◆ **What the task asks**: Count how many lines in the material below contain the word "white" and reply with only that number.

◆ **Input**:
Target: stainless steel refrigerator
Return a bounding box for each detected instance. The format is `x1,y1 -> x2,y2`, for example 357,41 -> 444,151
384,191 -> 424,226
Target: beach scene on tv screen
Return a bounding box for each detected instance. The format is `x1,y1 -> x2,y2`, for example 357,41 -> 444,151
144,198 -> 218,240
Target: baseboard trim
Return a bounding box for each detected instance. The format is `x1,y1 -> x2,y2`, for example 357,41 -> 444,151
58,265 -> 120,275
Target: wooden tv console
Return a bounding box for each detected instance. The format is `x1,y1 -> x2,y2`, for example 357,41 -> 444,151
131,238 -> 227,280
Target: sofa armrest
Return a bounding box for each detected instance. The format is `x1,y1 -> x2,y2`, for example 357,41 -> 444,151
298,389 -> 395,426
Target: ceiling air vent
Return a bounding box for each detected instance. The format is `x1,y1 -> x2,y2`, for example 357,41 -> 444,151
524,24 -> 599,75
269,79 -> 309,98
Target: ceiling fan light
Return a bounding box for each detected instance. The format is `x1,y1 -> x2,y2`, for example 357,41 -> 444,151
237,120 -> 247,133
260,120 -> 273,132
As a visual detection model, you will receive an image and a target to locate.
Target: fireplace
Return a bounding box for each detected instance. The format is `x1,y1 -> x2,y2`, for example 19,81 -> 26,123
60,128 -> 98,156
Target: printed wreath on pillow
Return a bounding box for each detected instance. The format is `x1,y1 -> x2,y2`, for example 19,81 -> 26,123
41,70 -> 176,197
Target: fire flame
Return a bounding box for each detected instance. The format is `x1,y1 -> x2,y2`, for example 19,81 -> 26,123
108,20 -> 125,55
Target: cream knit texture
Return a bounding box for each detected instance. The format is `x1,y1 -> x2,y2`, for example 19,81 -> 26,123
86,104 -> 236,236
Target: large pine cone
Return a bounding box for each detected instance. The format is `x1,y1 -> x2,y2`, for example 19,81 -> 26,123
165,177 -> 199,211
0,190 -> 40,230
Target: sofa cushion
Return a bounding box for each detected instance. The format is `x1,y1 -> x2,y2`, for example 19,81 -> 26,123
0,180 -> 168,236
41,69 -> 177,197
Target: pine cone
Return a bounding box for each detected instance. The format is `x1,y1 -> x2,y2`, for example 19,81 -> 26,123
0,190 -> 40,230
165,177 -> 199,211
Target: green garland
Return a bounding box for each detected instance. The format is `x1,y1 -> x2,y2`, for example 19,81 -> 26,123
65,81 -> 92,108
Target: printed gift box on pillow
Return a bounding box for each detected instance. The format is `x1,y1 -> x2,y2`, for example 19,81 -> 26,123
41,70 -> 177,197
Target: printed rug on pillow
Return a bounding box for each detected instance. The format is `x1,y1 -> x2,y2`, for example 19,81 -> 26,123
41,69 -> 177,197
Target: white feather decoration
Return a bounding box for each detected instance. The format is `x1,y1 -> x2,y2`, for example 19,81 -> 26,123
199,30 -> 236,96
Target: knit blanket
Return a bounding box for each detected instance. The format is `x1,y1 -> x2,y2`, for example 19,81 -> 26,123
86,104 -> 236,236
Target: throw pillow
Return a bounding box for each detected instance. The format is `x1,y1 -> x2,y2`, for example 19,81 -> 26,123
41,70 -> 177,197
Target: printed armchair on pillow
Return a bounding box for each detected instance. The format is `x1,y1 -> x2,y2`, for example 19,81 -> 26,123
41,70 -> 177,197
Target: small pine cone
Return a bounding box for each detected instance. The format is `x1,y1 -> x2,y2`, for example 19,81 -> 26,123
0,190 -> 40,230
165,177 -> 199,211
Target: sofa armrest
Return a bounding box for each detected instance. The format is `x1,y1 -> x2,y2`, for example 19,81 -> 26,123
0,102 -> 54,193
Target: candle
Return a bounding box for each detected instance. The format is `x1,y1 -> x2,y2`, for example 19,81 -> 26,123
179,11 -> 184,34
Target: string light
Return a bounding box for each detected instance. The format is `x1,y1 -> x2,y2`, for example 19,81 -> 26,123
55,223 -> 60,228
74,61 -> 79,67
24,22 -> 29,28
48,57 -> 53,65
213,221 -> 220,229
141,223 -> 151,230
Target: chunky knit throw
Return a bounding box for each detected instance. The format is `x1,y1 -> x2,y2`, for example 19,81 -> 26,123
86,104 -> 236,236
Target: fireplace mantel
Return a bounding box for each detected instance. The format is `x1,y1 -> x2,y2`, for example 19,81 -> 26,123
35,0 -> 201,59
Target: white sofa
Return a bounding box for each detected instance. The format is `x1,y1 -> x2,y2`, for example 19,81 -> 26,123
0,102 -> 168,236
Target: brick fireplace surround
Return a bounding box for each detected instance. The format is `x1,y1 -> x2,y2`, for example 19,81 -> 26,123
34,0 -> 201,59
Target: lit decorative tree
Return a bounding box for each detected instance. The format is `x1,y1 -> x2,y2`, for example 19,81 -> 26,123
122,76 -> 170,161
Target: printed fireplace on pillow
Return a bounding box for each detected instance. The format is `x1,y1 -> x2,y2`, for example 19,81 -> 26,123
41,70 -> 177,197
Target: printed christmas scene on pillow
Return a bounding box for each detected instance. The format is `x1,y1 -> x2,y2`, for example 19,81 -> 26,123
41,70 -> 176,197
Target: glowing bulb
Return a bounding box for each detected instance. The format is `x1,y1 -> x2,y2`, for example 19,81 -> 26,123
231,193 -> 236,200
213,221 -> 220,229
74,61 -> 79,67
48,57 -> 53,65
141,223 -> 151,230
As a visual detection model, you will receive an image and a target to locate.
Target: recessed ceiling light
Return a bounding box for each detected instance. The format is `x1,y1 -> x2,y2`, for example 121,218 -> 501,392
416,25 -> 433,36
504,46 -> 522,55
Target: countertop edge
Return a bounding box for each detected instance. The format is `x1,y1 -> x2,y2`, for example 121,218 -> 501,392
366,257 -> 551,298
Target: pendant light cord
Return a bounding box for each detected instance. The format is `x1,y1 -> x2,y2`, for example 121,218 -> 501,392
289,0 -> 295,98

◆ **Reply to the task**: 2